PLANET: Noch eine Frage zu Filmemacherinnen: Machen in letzter Zeit mehr Frauen Filme und machen Frauen andere Filme?

DANIELA INGRUBER: Man braucht nur den Diagonale-Katalog durchzublättern, um zu sehen, dass der Frauenanteil gestiegen ist. Aber immer noch vorwiegend in den kurzen, experimentellen Formen mit Video und Digitaltechnik, wo es nicht wahnsinnig viel Geld gibt. Wenn die Produktionsmittel "demokratisiert" werden, kommen endlich auch die Frauen zum Zug. Andererseits gibt es inzwischen ein paar relativ etablierte Regisseurinnen, Sabine Derflinger, Barbara Albert, Jessica Hausner, auch Nina Kusturica, und andere, die noch nicht so viele Filme gemacht, aber schon Aufmerksamkeit erregt haben und auch für einen gewissen Zugang, eine Form und eine Haltung in ihrer Arbeit bekannt sind. Langsam tut sich schon etwas ... sehr langsam, zu langsam, aber immerhin sind es nicht mehr nur Männer, die irgendwo in den Spielfilmlisten auftauchen.

> Aufgaben
- A) Übersetze aus dem Interview über Filmemacherinnen den Satz „Man braucht nur den Diagonale-Katalog durchzublättern, um zu sehen, dass der Frauenanteil gestiegen ist.“ ins Englische.
- B) Gib aus dem Interview über Filmemacherinnen alles von „DANIELA INGRUBER: Man“ bis hinunter zu „den Spielfilmlisten auftauchen.“ Wort für Wort wieder.

> Bereitgestellte Angaben

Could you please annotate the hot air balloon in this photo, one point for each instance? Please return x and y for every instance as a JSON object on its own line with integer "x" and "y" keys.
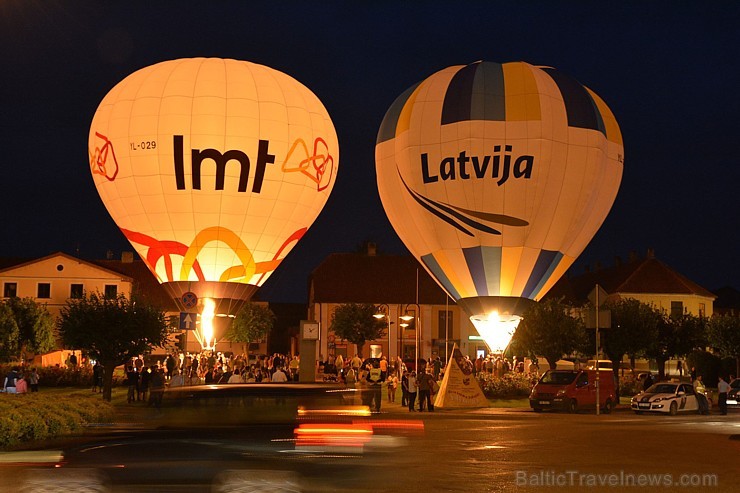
{"x": 213, "y": 169}
{"x": 496, "y": 177}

> Antworten nacheinander
- A) You only need to leaf through the Diagonale catalog to see that the proportion of women has increased.

- B)
DANIELA INGRUBER: Man braucht nur den Diagonale-Katalog durchzublättern, um zu sehen, dass der Frauenanteil gestiegen ist. Aber immer noch vorwiegend in den kurzen, experimentellen Formen mit Video und Digitaltechnik, wo es nicht wahnsinnig viel Geld gibt. Wenn die Produktionsmittel "demokratisiert" werden, kommen endlich auch die Frauen zum Zug. Andererseits gibt es inzwischen ein paar relativ etablierte Regisseurinnen, Sabine Derflinger, Barbara Albert, Jessica Hausner, auch Nina Kusturica, und andere, die noch nicht so viele Filme gemacht, aber schon Aufmerksamkeit erregt haben und auch für einen gewissen Zugang, eine Form und eine Haltung in ihrer Arbeit bekannt sind. Langsam tut sich schon etwas ... sehr langsam, zu langsam, aber immerhin sind es nicht mehr nur Männer, die irgendwo in den Spielfilmlisten auftauchen.